§ **Provided text**:

********************

Curriculum Director Newsletter: Arts Education Update

By Adi Ackerman·September 9, 2025·6 min read

Theater students rehearsing on stage for a school production

Arts education makes a measurable difference in how students engage with school and how they develop as thinkers and communicators. But if families do not know what arts programs their children have access to, the programs cannot serve their full purpose. A curriculum director newsletter on arts education does two things: it informs families and it builds the community support that keeps programs alive.

Make the Educational Case Explicitly

Arts education often gets treated as enrichment, something nice to have when budgets allow. That framing is both inaccurate and vulnerable. Research links arts participation to stronger critical thinking, improved emotional regulation, higher graduation rates, and better performance in other academic subjects. Start your newsletter by making this case directly. One or two specific research findings, briefly described, shift the conversation from enrichment to essential.

Describe What Is Available at Each Level

Give families a specific picture of the arts offerings across grade levels. In elementary school, what music, visual art, and movement instruction do students receive and how many minutes per week? In middle school, which elective courses are available? In high school, what pathways exist, including advanced coursework, performance ensembles, and any arts-focused programs or academies? Families cannot advocate for what they do not know exists.

********************

§ **Dataset rows**:
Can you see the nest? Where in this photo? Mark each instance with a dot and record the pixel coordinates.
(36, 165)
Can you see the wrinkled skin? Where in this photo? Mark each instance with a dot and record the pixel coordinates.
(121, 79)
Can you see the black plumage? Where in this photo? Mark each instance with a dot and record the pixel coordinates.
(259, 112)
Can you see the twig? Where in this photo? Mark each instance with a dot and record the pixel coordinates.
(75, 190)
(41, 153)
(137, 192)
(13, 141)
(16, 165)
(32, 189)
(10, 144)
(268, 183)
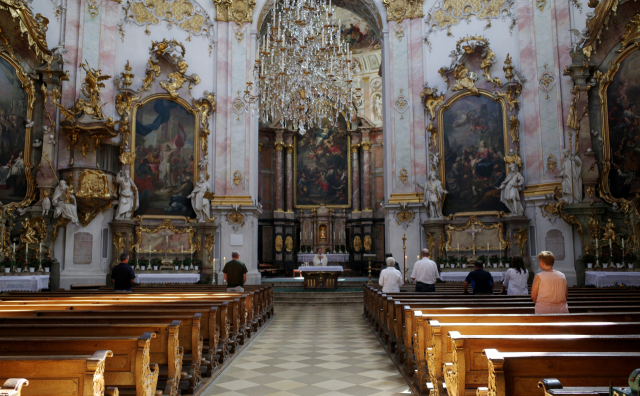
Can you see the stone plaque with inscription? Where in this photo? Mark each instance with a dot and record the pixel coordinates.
(554, 242)
(82, 248)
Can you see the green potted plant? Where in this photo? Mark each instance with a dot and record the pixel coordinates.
(47, 263)
(589, 259)
(494, 259)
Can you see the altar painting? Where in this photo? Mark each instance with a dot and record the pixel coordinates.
(322, 167)
(166, 161)
(472, 147)
(623, 119)
(13, 115)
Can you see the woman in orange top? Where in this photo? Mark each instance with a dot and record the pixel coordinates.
(550, 290)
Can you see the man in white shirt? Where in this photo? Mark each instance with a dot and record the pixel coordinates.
(390, 278)
(425, 273)
(320, 259)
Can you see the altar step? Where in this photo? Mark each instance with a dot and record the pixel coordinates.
(300, 297)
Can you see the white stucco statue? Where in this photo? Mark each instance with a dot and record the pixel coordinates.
(128, 200)
(65, 203)
(511, 187)
(201, 205)
(570, 172)
(433, 195)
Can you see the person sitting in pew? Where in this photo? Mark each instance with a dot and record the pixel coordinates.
(515, 279)
(122, 275)
(549, 290)
(480, 280)
(390, 278)
(425, 273)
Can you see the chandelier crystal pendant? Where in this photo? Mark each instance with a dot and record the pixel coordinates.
(303, 72)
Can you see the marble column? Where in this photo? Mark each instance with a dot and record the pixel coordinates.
(289, 176)
(366, 175)
(279, 177)
(355, 172)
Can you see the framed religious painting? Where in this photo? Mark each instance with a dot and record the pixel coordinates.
(164, 134)
(17, 183)
(619, 92)
(473, 141)
(322, 167)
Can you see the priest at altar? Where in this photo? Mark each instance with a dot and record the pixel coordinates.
(320, 259)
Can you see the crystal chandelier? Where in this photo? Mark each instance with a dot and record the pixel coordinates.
(303, 71)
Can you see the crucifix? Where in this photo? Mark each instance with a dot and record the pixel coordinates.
(473, 231)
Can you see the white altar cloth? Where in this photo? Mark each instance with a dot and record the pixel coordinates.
(328, 268)
(451, 276)
(331, 257)
(610, 278)
(167, 278)
(24, 283)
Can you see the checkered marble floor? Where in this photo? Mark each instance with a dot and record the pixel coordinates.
(312, 351)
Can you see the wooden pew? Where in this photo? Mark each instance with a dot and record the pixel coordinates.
(59, 375)
(164, 348)
(466, 370)
(129, 368)
(518, 373)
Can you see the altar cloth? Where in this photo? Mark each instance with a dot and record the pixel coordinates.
(328, 268)
(167, 278)
(450, 276)
(611, 278)
(31, 283)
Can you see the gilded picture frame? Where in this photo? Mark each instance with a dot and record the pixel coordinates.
(295, 178)
(28, 86)
(441, 141)
(605, 81)
(196, 136)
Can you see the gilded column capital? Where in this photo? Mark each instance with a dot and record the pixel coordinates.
(399, 10)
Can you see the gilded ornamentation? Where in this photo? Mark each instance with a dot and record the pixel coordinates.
(166, 228)
(443, 15)
(357, 244)
(431, 100)
(93, 184)
(237, 178)
(185, 14)
(464, 79)
(288, 244)
(237, 11)
(398, 10)
(521, 237)
(205, 106)
(35, 230)
(403, 175)
(368, 243)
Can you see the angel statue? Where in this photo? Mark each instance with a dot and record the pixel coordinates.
(199, 198)
(64, 203)
(433, 195)
(128, 200)
(511, 187)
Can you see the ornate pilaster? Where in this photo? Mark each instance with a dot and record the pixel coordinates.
(279, 146)
(355, 172)
(366, 175)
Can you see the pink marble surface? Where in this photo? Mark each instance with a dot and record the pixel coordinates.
(279, 180)
(223, 176)
(530, 107)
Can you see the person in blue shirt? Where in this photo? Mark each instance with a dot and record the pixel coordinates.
(480, 280)
(122, 275)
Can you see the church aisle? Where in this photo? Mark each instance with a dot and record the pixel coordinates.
(317, 350)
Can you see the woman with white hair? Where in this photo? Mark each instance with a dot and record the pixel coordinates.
(390, 278)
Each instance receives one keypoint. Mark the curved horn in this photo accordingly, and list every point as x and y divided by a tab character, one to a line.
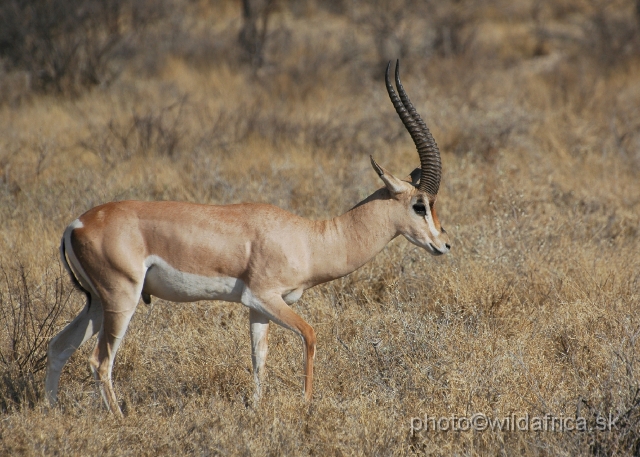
428	151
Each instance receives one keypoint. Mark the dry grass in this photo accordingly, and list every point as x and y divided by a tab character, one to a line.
536	309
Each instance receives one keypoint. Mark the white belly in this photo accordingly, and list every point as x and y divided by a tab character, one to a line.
164	281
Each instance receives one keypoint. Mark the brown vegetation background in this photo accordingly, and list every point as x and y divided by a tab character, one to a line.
536	310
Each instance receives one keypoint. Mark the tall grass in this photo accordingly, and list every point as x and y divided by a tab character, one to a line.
535	310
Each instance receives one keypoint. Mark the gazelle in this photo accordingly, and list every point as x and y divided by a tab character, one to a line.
258	255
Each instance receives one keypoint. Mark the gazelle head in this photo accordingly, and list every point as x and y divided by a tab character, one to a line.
418	221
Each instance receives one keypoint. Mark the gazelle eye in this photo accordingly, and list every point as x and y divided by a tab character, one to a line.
420	209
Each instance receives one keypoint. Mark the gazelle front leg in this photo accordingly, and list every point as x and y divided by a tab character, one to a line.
273	307
259	324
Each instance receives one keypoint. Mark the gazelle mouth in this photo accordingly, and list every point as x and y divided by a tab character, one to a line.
435	250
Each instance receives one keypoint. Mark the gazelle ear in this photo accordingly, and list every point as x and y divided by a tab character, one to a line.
414	177
395	185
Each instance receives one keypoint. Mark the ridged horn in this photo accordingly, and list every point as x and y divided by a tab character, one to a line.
430	165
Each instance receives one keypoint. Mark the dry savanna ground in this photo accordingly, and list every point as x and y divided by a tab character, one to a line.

********************

§ **Exercise description**:
What two things does the arts education newsletter text say a curriculum director newsletter on arts education does?

§ **Completed exercise**:
It informs families and builds the community support that keeps programs alive.